_Text for analysis_.
Contract
Exhibit 10.2
[***] Certain information in this document has been omitted and filed separately with the Securities and Exchange Commission. Confidential treatment has been requested with respect to the omitted portions.
UNIVERSITY OF CALIFORNIA, BERKELEY
OFFICE OF TECHNOLOGY LICENSING |
AMENDMENT # 1 TO:
EXCLUSIVE LICENSE AGREEMENT
FOR
USE OF RECOMBINANT GENE DELIVERY VECTORS FOR TREATING OR
PREVENTING DISEASES OF THE EYE
UC Case No.: [***]
The first amendment (“Amendment # 1”) to the exclusive license agreement between the parties (which bears an effective date of May 27, 2010), is effective as of September 17, 2013; and is by and between THE REGENTS OF THE UNIVERSITY OF CALIFORNIA, a California corporation, whose legal address is 0000 Xxxxxxxx Xxxxxx, 00xx Xxxxx, Xxxxxxx, Xxxxxxxxxx 00000-0000, acting through its Office of Technology Licensing, at the University of California, Berkeley, 0000 Xxxxxxxx Xxxxxx, Xxxxx 000, Xxxxxxx, XX 00000-0000 (“REGENTS”) and AVALANCHE BIOTECHNOLOGIES, INC., a California corporation having a principal place of business at 000 Xxxxx Xxxxxx, Xxxxx 000, Xxx Xxxxxxxxx, XX 00000 (“LICENSEE”)
The parties agree as follows:
Article 43 (SUBLICENSES) substitute the following for Paragraph 4.1(c) in its entirety:
A Sublicensee shall have the right to grant further sublicense to its AFFILIATES and/or third parties to the extent SUBLICENSEE deems such sublicense is commercially reasonable, useful or necessary for the development and/or commercialization of LICENSED PRODUCT(S) or LICENSED METHOD(S) in accordance with this AGREEMENT; provided that (i) such sublicense is subject to a written sublicense agreement and is bound by all of the applicable terms,
conditions, obligations, restrictions and other covenants of this AGREEMENT that protect or benefit the REGENTS’ (and, if applicable, the U.S. Government’s and other sponsors’) rights and interests and (ii) SUBLICENSEE shall, within thirty (30) days after issuing any further sublicense, furnish to LICENSEE for delivery to REGENTS, subject to any confidentiality provisions with third parties, all material terms of any such sublicenses, pertaining to the REGENTS interests, including the SUBLICENSEE name and address; and Indemnification of REGENTS as provided in this AGREEMENT.

_Work to complete_. List every term that the license amendment defines by placing it in quotation marks inside parentheses. The data that follows has no connection to the license amendment above.

_Supplied material_.
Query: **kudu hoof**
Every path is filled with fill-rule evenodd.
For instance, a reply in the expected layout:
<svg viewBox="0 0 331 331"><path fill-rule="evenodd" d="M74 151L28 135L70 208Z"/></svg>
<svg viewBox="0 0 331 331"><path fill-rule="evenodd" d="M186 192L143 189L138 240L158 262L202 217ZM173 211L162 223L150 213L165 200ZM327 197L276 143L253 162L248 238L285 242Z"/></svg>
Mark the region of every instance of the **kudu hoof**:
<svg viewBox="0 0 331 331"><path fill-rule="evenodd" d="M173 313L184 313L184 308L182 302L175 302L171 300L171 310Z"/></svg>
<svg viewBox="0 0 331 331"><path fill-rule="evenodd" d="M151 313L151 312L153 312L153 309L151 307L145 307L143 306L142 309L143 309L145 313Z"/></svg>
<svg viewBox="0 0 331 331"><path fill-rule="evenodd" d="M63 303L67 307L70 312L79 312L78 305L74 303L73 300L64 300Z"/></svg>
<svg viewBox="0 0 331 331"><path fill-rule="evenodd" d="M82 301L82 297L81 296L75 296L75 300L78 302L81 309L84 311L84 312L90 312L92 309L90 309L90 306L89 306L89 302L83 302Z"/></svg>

_Reply to the task_.
Amendment # 1
REGENTS
LICENSEE